WHAT IS BEING ASKED
Quote everything from the start of the rows down to and including the line that contains "230, 333, 311]]", reproducing each line character for character.

-- start of DATASET RECORDS --

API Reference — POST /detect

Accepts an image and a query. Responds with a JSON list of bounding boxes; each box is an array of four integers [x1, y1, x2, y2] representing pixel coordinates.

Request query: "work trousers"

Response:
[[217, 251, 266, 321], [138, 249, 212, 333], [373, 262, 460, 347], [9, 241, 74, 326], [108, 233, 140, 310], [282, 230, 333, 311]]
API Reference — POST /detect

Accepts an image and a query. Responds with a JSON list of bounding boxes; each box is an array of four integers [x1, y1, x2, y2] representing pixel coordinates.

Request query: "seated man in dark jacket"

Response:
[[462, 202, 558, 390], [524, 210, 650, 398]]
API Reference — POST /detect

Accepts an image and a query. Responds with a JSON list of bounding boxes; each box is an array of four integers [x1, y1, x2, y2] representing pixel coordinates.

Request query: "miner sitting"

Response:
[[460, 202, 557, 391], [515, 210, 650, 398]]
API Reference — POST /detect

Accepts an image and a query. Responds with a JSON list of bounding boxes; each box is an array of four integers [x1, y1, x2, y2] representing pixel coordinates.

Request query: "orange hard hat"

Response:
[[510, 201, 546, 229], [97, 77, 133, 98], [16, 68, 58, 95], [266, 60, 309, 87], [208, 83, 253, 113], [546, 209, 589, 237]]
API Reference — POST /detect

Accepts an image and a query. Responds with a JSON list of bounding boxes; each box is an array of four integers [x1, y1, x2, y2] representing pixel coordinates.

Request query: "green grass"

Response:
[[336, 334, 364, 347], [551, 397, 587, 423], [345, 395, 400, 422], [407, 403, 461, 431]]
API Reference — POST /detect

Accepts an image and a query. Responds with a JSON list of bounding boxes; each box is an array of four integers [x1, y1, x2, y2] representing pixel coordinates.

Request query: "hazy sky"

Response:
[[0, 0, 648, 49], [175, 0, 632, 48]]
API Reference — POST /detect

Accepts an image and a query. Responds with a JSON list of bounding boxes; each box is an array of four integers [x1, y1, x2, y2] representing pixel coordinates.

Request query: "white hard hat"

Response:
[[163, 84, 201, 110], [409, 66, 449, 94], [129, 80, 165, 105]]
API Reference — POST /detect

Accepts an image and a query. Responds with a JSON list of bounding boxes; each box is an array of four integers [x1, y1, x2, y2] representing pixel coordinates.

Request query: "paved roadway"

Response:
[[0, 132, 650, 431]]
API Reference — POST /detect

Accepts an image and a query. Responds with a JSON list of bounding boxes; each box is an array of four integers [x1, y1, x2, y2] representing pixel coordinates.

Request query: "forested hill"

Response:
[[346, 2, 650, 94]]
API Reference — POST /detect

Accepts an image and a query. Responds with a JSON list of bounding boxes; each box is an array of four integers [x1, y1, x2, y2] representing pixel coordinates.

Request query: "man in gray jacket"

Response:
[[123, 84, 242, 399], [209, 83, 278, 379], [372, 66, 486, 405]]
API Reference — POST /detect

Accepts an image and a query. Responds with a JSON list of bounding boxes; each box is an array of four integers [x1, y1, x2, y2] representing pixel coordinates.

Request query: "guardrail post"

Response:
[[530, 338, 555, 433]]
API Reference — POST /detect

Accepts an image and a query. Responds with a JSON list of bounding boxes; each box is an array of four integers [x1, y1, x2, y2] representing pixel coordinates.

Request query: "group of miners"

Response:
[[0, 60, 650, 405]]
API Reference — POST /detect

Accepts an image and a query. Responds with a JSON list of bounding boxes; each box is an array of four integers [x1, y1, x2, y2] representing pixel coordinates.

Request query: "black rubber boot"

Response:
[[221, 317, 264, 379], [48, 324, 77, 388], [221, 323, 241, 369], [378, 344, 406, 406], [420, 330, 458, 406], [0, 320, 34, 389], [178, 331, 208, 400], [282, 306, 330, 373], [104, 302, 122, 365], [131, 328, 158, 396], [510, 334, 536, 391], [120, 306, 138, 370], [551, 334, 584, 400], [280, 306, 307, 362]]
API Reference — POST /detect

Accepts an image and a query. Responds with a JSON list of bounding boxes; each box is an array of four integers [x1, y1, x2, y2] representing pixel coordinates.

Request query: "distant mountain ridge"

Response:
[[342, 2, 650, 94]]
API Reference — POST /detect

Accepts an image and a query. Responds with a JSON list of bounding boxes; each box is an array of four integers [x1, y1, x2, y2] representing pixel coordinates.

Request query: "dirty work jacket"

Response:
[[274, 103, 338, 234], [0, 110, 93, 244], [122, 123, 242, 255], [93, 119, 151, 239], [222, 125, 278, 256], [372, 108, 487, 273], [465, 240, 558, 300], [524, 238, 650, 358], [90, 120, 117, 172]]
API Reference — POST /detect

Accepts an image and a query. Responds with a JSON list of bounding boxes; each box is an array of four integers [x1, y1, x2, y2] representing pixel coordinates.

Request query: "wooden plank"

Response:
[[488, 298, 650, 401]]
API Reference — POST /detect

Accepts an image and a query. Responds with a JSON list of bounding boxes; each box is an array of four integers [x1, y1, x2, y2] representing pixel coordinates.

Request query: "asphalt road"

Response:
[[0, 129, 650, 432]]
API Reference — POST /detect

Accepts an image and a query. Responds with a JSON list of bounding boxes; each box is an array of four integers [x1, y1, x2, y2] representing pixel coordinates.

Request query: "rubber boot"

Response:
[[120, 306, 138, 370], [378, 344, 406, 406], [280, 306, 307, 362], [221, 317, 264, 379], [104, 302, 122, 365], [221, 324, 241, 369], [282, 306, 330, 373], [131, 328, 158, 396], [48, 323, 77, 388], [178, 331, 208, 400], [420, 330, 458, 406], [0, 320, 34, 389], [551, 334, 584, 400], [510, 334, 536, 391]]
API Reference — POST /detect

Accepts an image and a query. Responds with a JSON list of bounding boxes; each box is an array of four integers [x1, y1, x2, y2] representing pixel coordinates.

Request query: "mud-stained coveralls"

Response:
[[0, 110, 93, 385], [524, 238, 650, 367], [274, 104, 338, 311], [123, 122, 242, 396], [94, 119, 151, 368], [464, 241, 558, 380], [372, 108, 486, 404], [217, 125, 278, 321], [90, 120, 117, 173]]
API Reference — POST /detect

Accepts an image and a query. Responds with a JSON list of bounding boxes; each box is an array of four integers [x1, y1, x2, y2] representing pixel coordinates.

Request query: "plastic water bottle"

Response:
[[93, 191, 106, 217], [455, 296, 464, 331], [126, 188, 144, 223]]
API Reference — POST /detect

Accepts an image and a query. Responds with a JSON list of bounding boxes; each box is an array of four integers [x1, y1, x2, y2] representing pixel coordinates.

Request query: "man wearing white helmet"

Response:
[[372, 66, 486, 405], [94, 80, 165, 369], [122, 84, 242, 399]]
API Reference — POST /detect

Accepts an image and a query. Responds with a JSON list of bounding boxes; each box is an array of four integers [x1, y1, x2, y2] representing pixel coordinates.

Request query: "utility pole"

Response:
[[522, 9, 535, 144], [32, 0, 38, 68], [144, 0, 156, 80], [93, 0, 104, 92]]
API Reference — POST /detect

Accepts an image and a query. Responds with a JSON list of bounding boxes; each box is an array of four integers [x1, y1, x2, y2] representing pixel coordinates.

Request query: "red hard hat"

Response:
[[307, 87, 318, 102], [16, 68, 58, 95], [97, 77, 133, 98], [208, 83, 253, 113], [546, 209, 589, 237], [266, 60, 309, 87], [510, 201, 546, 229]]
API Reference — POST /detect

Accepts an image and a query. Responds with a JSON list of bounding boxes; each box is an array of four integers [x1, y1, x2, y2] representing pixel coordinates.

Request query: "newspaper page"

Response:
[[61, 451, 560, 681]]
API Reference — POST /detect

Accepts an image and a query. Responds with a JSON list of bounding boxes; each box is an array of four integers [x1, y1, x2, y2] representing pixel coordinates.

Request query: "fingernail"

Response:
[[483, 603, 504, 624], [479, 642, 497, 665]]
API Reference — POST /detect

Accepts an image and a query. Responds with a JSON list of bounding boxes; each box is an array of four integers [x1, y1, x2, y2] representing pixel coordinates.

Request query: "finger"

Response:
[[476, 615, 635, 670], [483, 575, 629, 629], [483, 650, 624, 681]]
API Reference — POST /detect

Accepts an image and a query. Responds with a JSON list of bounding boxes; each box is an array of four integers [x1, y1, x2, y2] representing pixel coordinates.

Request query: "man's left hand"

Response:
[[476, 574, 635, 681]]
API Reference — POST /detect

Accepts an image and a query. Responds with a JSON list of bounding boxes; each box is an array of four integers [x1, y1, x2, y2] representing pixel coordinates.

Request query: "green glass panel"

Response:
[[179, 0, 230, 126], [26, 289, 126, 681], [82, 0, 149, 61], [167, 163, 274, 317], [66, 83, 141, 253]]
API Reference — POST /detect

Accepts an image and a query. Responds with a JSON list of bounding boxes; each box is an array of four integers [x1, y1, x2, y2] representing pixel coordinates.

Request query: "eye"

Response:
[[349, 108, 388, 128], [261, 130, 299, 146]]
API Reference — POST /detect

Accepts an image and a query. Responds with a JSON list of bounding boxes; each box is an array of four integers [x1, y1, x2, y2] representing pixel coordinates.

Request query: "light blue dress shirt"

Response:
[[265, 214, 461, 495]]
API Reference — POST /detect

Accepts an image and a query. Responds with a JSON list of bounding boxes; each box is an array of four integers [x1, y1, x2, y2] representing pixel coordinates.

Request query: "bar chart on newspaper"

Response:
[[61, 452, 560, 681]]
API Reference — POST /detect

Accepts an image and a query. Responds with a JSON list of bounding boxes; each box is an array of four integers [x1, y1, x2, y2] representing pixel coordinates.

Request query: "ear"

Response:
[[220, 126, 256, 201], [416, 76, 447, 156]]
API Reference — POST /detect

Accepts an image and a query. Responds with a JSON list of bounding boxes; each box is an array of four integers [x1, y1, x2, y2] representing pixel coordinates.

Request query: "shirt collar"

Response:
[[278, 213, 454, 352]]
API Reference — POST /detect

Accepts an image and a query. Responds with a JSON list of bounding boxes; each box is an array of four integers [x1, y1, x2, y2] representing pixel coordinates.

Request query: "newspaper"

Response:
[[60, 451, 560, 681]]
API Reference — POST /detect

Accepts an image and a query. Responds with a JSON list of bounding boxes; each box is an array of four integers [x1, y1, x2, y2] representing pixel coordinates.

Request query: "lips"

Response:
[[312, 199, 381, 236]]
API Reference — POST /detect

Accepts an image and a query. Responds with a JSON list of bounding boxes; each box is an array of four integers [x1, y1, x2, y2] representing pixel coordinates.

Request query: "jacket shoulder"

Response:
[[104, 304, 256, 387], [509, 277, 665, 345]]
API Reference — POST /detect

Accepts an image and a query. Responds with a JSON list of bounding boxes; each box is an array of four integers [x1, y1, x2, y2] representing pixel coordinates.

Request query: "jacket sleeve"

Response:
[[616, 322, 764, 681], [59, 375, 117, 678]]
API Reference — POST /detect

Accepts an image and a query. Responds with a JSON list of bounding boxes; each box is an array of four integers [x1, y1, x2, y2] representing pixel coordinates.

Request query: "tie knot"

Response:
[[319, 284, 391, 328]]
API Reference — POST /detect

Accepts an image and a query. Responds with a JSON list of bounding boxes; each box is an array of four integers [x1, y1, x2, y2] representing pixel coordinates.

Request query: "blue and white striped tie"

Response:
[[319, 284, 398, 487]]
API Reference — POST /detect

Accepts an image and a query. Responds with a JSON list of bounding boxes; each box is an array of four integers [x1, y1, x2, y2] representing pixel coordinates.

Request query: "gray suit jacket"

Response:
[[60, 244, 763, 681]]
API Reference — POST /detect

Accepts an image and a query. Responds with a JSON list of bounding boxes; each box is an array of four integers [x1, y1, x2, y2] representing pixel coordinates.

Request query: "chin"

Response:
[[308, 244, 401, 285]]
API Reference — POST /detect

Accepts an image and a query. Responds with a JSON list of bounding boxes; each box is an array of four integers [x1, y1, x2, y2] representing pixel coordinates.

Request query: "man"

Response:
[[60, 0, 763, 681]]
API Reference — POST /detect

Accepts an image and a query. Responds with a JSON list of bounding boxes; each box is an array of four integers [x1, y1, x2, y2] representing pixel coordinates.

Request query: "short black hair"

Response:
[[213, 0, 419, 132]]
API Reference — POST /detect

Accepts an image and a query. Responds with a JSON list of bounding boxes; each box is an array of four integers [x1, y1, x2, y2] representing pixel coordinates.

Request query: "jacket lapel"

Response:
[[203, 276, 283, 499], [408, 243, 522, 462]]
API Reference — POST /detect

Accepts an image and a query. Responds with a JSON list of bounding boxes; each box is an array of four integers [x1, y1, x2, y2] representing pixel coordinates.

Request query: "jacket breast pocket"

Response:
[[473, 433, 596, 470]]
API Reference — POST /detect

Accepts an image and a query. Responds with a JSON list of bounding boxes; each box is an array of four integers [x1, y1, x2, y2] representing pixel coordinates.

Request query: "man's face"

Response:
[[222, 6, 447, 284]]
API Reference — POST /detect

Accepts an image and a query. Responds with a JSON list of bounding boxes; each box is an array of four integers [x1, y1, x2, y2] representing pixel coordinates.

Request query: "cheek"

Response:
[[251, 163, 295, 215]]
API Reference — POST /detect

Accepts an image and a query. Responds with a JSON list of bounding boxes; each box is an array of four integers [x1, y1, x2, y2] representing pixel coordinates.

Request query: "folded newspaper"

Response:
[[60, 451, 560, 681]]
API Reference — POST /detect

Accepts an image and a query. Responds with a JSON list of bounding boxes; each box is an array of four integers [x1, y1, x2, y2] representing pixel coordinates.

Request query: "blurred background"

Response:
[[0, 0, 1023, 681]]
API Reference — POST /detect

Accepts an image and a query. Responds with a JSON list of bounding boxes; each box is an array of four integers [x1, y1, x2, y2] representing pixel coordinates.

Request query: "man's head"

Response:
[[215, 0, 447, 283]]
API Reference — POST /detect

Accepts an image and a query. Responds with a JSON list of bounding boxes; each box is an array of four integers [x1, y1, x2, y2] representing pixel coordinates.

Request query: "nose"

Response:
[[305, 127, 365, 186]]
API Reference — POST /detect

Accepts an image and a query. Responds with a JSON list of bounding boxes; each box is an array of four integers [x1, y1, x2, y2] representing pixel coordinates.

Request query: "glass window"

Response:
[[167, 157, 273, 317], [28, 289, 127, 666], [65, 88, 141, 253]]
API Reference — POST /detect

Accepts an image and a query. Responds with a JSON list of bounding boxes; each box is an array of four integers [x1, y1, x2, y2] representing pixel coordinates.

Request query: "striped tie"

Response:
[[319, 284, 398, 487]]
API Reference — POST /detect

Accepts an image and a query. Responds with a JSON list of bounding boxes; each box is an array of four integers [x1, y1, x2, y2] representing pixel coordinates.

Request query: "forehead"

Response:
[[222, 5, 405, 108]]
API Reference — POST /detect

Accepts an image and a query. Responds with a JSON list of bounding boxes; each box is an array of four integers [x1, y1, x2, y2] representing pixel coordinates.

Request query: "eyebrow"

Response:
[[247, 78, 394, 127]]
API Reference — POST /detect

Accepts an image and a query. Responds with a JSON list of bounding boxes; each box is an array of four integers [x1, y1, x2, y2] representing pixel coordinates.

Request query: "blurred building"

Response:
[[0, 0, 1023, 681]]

-- end of DATASET RECORDS --

TASK ANSWER
API Reference — POST /detect

Accepts an image and a query. Responds with a JSON list of bounding boxes; each box is an array of four integers [x1, y1, x2, y2] representing pixel coordinates.

Request query: "work trousers"

Response:
[[217, 251, 266, 321], [138, 249, 212, 333], [373, 262, 460, 347], [9, 241, 74, 326], [108, 233, 140, 310], [282, 230, 333, 311]]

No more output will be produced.